DATASET =>
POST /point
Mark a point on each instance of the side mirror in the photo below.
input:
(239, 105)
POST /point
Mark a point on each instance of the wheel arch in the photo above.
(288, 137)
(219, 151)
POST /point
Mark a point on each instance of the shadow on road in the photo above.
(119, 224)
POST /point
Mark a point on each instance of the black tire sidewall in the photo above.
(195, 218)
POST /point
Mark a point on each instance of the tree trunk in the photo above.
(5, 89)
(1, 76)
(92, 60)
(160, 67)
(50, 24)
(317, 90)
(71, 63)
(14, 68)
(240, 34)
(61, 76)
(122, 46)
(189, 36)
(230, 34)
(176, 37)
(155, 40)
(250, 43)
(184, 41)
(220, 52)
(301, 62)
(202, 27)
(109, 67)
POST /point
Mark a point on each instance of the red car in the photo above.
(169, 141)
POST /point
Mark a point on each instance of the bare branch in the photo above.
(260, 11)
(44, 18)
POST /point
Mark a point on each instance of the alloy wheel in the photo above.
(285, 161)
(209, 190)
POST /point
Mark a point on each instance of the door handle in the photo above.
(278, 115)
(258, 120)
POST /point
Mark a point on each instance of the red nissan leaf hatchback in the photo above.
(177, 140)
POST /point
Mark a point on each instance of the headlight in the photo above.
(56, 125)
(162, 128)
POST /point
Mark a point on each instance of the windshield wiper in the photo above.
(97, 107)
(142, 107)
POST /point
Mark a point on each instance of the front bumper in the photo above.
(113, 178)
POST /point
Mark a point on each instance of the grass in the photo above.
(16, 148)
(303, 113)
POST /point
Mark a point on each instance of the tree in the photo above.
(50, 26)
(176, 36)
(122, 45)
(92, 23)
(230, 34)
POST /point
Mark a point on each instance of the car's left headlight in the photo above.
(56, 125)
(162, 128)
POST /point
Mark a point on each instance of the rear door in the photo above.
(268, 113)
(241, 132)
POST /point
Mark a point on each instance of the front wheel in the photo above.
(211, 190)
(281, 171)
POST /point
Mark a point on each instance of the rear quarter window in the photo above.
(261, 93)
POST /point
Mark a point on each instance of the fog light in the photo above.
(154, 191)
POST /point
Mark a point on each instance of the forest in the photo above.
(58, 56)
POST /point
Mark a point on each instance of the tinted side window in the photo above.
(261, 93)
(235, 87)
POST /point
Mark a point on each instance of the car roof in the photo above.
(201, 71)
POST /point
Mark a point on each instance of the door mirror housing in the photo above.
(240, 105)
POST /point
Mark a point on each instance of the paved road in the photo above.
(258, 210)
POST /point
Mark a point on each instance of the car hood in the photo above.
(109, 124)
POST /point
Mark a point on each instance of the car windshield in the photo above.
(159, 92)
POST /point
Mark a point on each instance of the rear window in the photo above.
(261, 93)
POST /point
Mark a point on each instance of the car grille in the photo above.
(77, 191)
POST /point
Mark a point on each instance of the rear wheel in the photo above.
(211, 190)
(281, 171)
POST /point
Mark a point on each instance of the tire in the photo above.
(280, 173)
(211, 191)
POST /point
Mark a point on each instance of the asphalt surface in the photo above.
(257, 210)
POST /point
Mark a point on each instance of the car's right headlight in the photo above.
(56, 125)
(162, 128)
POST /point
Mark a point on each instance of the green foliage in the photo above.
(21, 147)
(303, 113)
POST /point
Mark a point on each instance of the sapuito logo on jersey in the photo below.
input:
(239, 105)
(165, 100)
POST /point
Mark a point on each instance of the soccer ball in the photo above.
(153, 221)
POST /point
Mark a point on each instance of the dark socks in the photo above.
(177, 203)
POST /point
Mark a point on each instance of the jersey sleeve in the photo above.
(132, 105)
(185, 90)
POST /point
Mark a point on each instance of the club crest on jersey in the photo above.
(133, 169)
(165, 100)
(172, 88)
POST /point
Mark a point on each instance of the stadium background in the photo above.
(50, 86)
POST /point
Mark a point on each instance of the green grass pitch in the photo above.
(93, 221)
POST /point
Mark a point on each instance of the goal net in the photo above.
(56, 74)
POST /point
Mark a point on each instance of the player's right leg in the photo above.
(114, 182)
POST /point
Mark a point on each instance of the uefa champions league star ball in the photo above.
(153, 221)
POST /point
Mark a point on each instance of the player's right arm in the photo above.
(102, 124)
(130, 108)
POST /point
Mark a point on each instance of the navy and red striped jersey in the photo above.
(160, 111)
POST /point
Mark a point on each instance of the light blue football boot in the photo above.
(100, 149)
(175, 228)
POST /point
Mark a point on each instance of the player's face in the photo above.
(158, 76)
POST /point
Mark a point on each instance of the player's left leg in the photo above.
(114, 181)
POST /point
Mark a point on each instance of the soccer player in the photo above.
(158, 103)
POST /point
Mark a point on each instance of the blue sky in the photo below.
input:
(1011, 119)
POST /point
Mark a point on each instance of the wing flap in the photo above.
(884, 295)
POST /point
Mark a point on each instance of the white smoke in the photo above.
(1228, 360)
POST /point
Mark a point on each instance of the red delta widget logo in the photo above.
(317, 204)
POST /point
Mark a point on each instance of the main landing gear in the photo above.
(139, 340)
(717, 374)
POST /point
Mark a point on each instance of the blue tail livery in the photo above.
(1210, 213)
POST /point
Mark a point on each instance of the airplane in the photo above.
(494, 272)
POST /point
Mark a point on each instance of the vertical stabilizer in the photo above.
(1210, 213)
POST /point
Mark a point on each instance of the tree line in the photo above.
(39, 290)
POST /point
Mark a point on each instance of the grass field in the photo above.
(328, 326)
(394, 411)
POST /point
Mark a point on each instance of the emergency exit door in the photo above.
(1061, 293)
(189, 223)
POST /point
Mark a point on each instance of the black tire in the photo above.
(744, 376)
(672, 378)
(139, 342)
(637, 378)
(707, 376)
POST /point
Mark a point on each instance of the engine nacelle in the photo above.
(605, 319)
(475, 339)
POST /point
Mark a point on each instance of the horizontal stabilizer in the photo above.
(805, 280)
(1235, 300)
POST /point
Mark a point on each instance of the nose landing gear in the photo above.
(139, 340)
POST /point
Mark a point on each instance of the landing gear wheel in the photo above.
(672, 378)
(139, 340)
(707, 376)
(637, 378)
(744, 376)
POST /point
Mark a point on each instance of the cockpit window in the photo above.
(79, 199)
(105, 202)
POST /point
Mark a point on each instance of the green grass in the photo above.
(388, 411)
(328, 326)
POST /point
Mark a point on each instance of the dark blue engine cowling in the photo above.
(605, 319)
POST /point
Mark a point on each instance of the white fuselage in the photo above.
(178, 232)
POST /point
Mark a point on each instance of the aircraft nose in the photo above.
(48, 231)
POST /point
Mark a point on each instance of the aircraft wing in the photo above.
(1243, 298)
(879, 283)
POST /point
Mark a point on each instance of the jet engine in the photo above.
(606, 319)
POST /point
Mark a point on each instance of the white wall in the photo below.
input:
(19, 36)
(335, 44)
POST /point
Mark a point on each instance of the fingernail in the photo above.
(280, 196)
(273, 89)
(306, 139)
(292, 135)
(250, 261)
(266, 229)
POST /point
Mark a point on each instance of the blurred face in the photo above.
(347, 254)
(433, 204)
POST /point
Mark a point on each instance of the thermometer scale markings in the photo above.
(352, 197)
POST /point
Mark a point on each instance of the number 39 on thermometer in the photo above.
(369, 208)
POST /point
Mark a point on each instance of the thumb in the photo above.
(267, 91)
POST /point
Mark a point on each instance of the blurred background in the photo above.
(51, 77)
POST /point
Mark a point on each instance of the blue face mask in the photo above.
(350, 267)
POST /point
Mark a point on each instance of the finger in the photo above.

EXERCISE BRIEF =>
Go line by line through the data, copying each one that contains the word "below".

ANSWER TO THE PROBLEM =>
Mark a point on each instance of the side mirror in the photo below.
Mark a point on each instance of the sapuito logo on jersey in the photo below.
Mark a point on each instance of the blue sky in the photo below.
Mark a point on each instance of the white wall in the photo below.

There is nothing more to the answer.